**Problem 1**
Reproduce the passage on celebrity cooptation below verbatim, between "Analytical Strategy" and "a time-varying covariate.", inclusive.

**Page text**
____
As for the dependent variables, the first study examines the initial stage of cooptation, operationalized as celebrities’ participation in state-curated performance activities. Through such participation, the regime assesses political reliability, behavioral discipline, and communicative utility as public-facing conveyors of state narratives. By observing compliance with official propaganda, alignment with state-sponsored messaging, and avoidance of controversy or dissent, authorities evaluate individuals’ suitability for deeper political integration. These activities typically involve collaboration with bureaucratic actors, exposure to political rituals, and performance under conditions of ideological scripting and public scrutiny, functioning both as visible signals of alignment and as screening devices for identifying credible and disciplined symbolic representatives. The second study examines whether participation in state-curated performance activities predicts subsequent formal political incorporation, measured by appointments to the CPPCC and NPC at the local and national levels—institutions that serve as elite integration platforms in authoritarian systems and confer symbolic political status.
Our independent variables fall into three domains: (1) political loyalty, measured by a celebrity’s experience serving in art troupes 5 and pleasing the state through participation in pro-regime commercial productions, 6 primarily patriotic dramas; (2) professional qualifications, including artistic works, professional education, and membership in art associations; and (3) market influence, captured by media awards, scandals, social media followings, box office earnings, video views earnings and brand endorsements. We control for demographics such as age, gender, ethnicity, nationality, and kinship ties, which may affect access to state-backed opportunities (Fisman et al. 2020; Jiang and Zhang 2020). Summary statistics are provided in Table 1 and Figure 1. To address multicollinearity, Appendix A Figure A2 presents a correlation heatmap confirming low collinearity across key covariates.
Analytical Strategy
We use two analytical approaches corresponding to the two stages of celebrity cooptation. In the first stage, we estimate regression models in which participation in state-curated performances is the outcome variable, with political loyalty, professional qualifications, and market influence as the main predictors. These models examine variation in selection across institutional affiliation and leadership eras. In the second stage, we estimate Cox proportional hazards models within an event-history framework to assess whether participation in state-curated performances predicts subsequent formal political appointments. Given the rarity and temporal ordering of appointments, participation is modeled as a time-varying covariate.
Selection into State-Curated Performances
Study 1 examines the determinants of participation in state-curated performances (full results see Table A1). As shown in Figure 2, the findings suggest that the Chinese state adheres closely to the principle of being “both red and expert.” Political loyalty is a strong predictor of selection. Celebrities with backgrounds in art troupes are significantly more likely to be chosen, reflecting institutional trust in their ideological reliability. Likewise, celebrities who voluntarily accept roles in commercially produced patriotic films or dramas, often at the expense of broader market appeal, signal loyalty through their professional choices and are correspondingly more likely to be favored by the state.
____
**Problem 2**
Collect every line of the listing below that contains the string "clicks", matching case exactly.

**Data supplied**
____
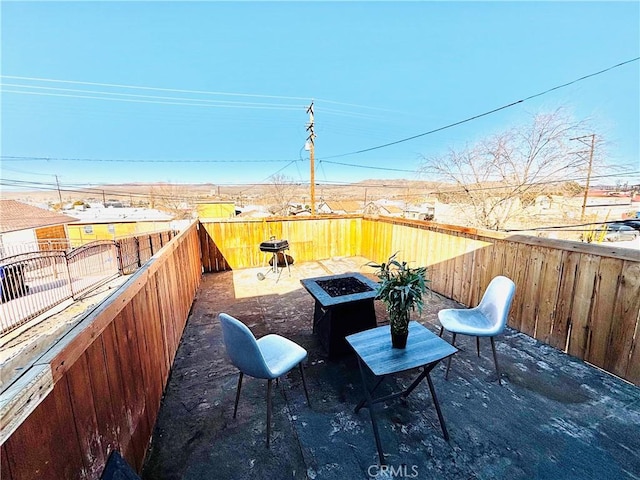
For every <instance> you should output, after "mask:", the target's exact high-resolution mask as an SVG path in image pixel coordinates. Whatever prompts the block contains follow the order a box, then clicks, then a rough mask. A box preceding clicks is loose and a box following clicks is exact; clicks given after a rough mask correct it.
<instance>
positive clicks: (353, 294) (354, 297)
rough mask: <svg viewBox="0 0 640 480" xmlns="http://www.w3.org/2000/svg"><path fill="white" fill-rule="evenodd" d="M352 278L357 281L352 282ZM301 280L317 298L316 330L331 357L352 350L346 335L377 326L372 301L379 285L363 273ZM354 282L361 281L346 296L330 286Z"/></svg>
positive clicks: (311, 278) (357, 273) (351, 352)
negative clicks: (338, 292)
mask: <svg viewBox="0 0 640 480" xmlns="http://www.w3.org/2000/svg"><path fill="white" fill-rule="evenodd" d="M353 279H356V280H357V282H351V281H350V280H353ZM332 281H333V282H332ZM300 282H301V283H302V285H303V286H304V288H305V289H306V290H307V291H308V292H309V293H310V294H311V295H312V296H313V298H314V299H315V300H316V303H315V308H314V312H313V333H315V334H316V335H317V336H318V340H319V341H320V344H321V345H322V346H323V347H324V349H325V350H326V351H327V353H328V354H329V358H330V359H335V358H339V357H341V356H344V355H346V354H349V353H353V349H352V348H351V346H350V345H349V344H348V343H347V341H346V340H345V339H344V337H346V336H348V335H351V334H352V333H357V332H361V331H363V330H368V329H369V328H375V327H376V326H377V322H376V312H375V308H374V305H373V300H374V298H375V296H376V291H377V286H378V285H377V283H376V282H374V281H373V280H370V279H369V278H367V277H365V276H364V275H362V274H360V273H346V274H342V275H333V276H328V277H318V278H307V279H304V280H301V281H300ZM352 283H356V284H359V285H358V286H357V288H356V290H358V291H355V293H354V290H347V291H345V294H344V295H337V294H336V292H335V291H334V290H335V289H332V288H331V287H332V286H335V285H349V284H352ZM323 287H324V288H323Z"/></svg>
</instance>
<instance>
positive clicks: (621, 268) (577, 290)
mask: <svg viewBox="0 0 640 480" xmlns="http://www.w3.org/2000/svg"><path fill="white" fill-rule="evenodd" d="M371 224H374V225H371ZM385 230H386V232H385ZM362 232H363V234H370V233H373V232H375V233H374V234H375V238H376V241H371V240H370V239H369V240H368V239H363V241H362V252H361V255H363V256H365V257H368V258H370V259H372V260H374V261H381V260H382V259H385V258H386V256H387V255H388V253H389V251H390V250H392V251H396V250H401V251H402V255H401V258H402V259H403V260H407V261H416V262H417V263H420V264H421V265H426V266H427V267H428V268H429V272H430V275H431V280H432V282H431V287H432V288H433V289H434V290H435V291H437V292H438V293H440V294H443V295H445V296H448V297H451V298H453V299H455V300H457V301H459V302H461V303H463V304H466V305H469V306H473V305H476V304H477V303H478V302H479V300H480V298H481V296H482V293H483V292H484V290H485V289H486V287H487V285H488V283H489V281H490V280H491V279H492V278H493V277H494V276H496V275H506V276H509V277H510V278H512V279H513V280H514V282H515V283H516V295H515V297H514V302H513V306H512V309H511V313H510V316H509V325H511V326H512V327H514V328H516V329H518V330H520V331H522V332H524V333H527V334H528V335H531V336H533V337H535V338H536V339H538V340H540V341H543V342H546V343H549V344H550V345H553V346H554V347H557V348H560V349H562V350H564V351H567V352H568V353H570V354H571V355H575V356H577V357H579V358H581V359H584V360H586V361H588V362H591V363H593V364H595V365H597V366H599V367H601V368H604V369H606V370H608V371H610V372H612V373H615V374H617V375H620V376H621V377H623V378H626V379H627V380H629V381H632V382H634V383H636V384H640V366H639V365H638V363H639V362H640V347H639V346H638V343H640V338H639V336H638V332H639V331H640V327H639V325H638V324H639V322H640V320H639V319H640V313H639V309H640V305H639V303H640V300H639V299H640V261H639V260H638V255H637V252H634V251H631V250H625V249H615V248H606V249H605V248H602V247H600V246H599V245H590V244H582V243H579V242H564V241H558V240H549V239H543V238H537V237H525V236H521V235H518V236H510V235H506V234H500V233H496V232H488V231H479V230H475V229H469V228H461V227H453V226H445V225H439V224H433V223H427V222H417V221H411V220H403V219H391V218H368V217H365V218H364V219H363V225H362ZM416 235H418V236H416ZM420 237H422V238H420ZM378 239H385V242H384V244H382V243H381V242H378V241H377V240H378ZM415 245H420V249H421V250H422V249H424V248H426V249H428V254H427V255H426V257H425V256H424V254H423V252H422V251H415V250H412V246H415ZM425 245H426V247H425ZM389 246H391V247H392V248H391V249H390V248H389ZM425 258H426V262H425ZM634 332H635V333H634Z"/></svg>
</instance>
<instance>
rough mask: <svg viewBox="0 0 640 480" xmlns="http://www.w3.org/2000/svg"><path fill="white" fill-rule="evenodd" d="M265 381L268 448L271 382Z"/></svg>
mask: <svg viewBox="0 0 640 480" xmlns="http://www.w3.org/2000/svg"><path fill="white" fill-rule="evenodd" d="M272 381H273V380H271V379H269V380H268V381H267V448H269V441H270V440H271V382H272Z"/></svg>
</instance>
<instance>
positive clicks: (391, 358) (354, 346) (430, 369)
mask: <svg viewBox="0 0 640 480" xmlns="http://www.w3.org/2000/svg"><path fill="white" fill-rule="evenodd" d="M346 340H347V342H348V343H349V344H350V345H351V346H352V347H353V349H354V350H355V352H356V354H357V357H358V366H359V367H360V375H361V376H362V387H363V389H364V399H363V400H362V401H361V402H360V403H359V404H358V405H357V406H356V408H355V412H356V413H358V411H360V409H361V408H362V407H367V408H368V409H369V414H370V416H371V425H372V427H373V435H374V436H375V440H376V447H377V448H378V457H379V458H380V463H381V464H384V463H385V461H384V453H383V451H382V445H381V443H380V434H379V432H378V424H377V422H376V417H375V414H374V411H373V405H374V404H376V403H380V402H385V401H387V400H391V399H394V398H397V397H400V396H402V397H405V398H406V397H407V396H408V395H409V394H410V393H411V392H412V391H413V390H414V389H415V388H416V387H417V386H418V384H419V383H420V382H421V381H422V380H423V379H425V378H426V379H427V383H428V384H429V391H430V392H431V398H432V399H433V404H434V405H435V407H436V413H437V414H438V420H439V421H440V427H441V428H442V435H443V436H444V438H445V440H447V441H449V433H448V432H447V427H446V426H445V424H444V418H443V416H442V412H441V410H440V404H439V403H438V397H437V396H436V391H435V389H434V388H433V382H432V381H431V377H430V376H429V372H431V370H433V368H434V367H435V366H436V365H437V364H438V362H440V361H441V360H443V359H445V358H447V357H449V356H451V355H453V354H454V353H456V352H457V351H458V349H457V348H455V347H454V346H452V345H451V344H449V343H448V342H446V341H445V340H443V339H442V338H440V337H438V336H437V335H434V334H433V333H432V332H431V331H429V330H428V329H427V328H426V327H424V326H423V325H421V324H419V323H418V322H415V321H412V322H409V337H408V339H407V346H406V348H393V347H392V346H391V328H390V327H389V325H384V326H382V327H377V328H373V329H371V330H365V331H363V332H360V333H355V334H353V335H349V336H348V337H346ZM363 364H364V365H366V366H367V367H368V368H369V370H370V371H371V372H372V373H373V374H374V375H375V376H376V377H380V379H379V380H378V383H376V385H375V386H374V387H373V389H371V390H369V388H368V387H367V379H366V377H365V372H364V368H363V366H362V365H363ZM419 367H422V372H421V373H420V375H418V377H417V378H416V379H415V380H414V381H413V383H412V384H411V385H409V387H408V388H407V389H406V390H403V391H402V392H396V393H392V394H390V395H386V396H384V397H378V398H375V399H374V398H372V395H373V393H374V392H375V390H376V389H377V388H378V386H380V384H381V383H382V381H383V380H384V378H385V377H386V376H387V375H392V374H394V373H400V372H404V371H407V370H411V369H414V368H419Z"/></svg>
____
**Answer 1**
Analytical Strategy
We use two analytical approaches corresponding to the two stages of celebrity cooptation. In the first stage, we estimate regression models in which participation in state-curated performances is the outcome variable, with political loyalty, professional qualifications, and market influence as the main predictors. These models examine variation in selection across institutional affiliation and leadership eras. In the second stage, we estimate Cox proportional hazards models within an event-history framework to assess whether participation in state-curated performances predicts subsequent formal political appointments. Given the rarity and temporal ordering of appointments, participation is modeled as a time-varying covariate.

**Answer 2**
For every <instance> you should output, after "mask:", the target's exact high-resolution mask as an SVG path in image pixel coordinates. Whatever prompts the block contains follow the order a box, then clicks, then a rough mask. A box preceding clicks is loose and a box following clicks is exact; clicks given after a rough mask correct it.
positive clicks: (353, 294) (354, 297)
positive clicks: (311, 278) (357, 273) (351, 352)
negative clicks: (338, 292)
positive clicks: (621, 268) (577, 290)
positive clicks: (391, 358) (354, 346) (430, 369)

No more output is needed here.